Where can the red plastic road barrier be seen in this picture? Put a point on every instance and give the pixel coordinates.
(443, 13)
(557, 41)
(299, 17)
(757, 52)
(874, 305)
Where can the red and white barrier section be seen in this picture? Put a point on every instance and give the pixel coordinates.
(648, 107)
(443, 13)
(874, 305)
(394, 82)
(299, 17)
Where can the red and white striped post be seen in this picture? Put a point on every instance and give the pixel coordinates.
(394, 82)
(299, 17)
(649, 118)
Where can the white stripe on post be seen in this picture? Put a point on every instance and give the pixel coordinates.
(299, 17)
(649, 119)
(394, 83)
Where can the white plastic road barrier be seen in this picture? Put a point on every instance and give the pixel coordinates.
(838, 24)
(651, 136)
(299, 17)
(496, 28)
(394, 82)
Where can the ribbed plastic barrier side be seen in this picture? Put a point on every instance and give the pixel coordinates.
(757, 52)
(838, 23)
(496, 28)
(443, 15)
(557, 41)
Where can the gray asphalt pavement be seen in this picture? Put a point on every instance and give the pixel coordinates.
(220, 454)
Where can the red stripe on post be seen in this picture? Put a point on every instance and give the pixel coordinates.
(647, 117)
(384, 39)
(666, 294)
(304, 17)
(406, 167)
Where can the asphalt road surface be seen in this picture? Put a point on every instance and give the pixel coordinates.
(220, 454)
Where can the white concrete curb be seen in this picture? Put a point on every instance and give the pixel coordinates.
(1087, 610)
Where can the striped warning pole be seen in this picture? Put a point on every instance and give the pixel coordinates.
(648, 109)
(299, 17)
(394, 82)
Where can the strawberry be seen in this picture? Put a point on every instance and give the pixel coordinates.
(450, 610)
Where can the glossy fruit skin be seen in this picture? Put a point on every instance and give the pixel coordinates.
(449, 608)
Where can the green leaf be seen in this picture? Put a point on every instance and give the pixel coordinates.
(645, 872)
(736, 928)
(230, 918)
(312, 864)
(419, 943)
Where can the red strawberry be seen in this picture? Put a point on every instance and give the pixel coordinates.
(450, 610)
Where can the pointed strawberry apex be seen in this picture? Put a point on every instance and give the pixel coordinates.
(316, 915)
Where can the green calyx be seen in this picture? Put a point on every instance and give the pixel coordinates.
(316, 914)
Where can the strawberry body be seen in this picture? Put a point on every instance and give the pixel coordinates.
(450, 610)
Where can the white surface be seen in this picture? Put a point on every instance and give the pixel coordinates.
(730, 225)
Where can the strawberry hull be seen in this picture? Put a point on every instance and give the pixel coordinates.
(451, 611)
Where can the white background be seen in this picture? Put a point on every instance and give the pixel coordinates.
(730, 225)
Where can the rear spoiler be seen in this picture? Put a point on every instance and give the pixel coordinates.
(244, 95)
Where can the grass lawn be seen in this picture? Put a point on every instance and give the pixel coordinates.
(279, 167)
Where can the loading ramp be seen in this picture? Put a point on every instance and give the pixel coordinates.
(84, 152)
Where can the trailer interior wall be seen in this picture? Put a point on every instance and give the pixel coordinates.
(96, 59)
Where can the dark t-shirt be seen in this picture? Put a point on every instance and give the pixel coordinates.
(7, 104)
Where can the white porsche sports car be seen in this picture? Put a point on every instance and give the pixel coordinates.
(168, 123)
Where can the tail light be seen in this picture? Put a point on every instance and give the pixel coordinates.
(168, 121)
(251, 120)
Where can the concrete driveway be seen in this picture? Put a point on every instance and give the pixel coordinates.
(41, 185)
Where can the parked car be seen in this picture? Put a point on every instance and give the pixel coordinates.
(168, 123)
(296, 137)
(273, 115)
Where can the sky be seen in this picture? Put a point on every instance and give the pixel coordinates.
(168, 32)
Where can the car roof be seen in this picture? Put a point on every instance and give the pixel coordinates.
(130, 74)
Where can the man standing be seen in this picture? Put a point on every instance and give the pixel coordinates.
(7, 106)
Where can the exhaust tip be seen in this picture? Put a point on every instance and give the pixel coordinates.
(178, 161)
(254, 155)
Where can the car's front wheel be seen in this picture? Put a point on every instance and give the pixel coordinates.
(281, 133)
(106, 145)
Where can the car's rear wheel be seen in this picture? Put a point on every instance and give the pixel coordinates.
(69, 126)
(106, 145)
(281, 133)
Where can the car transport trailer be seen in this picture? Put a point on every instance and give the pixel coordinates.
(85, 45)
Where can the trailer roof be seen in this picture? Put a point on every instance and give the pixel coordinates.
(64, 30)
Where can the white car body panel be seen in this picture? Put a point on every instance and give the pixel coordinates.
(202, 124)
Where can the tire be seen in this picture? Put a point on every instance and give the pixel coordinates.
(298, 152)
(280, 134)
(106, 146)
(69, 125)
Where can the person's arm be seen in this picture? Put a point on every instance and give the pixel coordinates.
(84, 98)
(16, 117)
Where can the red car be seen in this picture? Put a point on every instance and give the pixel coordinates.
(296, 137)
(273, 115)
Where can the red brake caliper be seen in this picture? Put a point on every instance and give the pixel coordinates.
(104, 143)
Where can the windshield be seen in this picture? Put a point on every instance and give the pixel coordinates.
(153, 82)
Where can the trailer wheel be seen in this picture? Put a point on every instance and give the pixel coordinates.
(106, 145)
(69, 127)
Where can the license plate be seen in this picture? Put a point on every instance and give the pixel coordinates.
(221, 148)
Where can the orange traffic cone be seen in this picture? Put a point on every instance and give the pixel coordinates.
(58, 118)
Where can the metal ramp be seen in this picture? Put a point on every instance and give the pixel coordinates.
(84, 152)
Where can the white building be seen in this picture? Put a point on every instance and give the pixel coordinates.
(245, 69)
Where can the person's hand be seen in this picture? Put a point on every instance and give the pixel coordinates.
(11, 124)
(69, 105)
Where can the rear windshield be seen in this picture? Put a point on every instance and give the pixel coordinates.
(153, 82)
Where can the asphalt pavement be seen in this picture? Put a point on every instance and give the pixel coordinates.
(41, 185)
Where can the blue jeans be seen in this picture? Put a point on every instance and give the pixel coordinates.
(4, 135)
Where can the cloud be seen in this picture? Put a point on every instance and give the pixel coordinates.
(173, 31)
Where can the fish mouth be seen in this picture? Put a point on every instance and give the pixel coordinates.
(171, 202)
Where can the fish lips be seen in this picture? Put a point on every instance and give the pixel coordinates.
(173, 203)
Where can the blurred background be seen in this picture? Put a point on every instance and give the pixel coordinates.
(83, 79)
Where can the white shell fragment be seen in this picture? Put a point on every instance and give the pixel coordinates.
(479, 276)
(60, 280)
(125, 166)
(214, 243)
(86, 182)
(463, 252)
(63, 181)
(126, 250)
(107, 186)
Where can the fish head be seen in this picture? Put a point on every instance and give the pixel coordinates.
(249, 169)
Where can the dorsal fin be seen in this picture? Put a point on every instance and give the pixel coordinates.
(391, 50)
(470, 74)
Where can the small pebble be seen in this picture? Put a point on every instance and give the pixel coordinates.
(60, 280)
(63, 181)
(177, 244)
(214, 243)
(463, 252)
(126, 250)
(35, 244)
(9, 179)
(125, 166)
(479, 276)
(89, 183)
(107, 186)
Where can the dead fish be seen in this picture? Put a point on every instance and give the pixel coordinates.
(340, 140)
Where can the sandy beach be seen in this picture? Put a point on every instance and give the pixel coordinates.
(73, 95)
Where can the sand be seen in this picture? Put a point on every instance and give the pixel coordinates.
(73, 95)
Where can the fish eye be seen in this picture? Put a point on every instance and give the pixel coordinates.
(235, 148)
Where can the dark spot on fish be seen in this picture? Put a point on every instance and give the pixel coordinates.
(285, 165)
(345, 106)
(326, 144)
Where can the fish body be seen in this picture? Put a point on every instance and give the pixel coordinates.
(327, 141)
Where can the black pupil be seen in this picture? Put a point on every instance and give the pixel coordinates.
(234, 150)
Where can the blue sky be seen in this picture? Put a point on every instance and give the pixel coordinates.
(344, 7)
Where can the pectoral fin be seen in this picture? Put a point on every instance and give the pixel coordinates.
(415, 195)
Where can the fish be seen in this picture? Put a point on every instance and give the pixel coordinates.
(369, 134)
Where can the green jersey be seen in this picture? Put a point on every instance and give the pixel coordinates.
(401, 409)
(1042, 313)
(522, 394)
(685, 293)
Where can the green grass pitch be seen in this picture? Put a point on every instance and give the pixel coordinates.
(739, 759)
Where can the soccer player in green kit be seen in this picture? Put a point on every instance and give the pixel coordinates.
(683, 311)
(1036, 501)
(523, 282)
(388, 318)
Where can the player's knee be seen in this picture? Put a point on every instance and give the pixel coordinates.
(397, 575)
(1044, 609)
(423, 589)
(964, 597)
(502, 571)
**********
### What you should do:
Turn the data from the line containing "Where can the green grass" through the end of the data into a two-column CSV with the headers label_text and coordinates. Give one row for each sentence together with the coordinate lines under it, put each field in quotes, and replace line breaks with spaces.

### Full solution:
label_text,coordinates
"Where can the green grass pitch be seen in this picture? Put a point on every instance and give the pixel coordinates.","(739, 759)"
"Where can the soccer player in green kit be seen in this picture? Put a point on every instance and give the pixel coordinates.","(683, 311) (1036, 501) (523, 282) (388, 318)"
"Where can the player's knee be seen in this picture? Put a point on every instance and give the pixel coordinates.","(397, 575) (1044, 609) (423, 589) (964, 597) (502, 571)"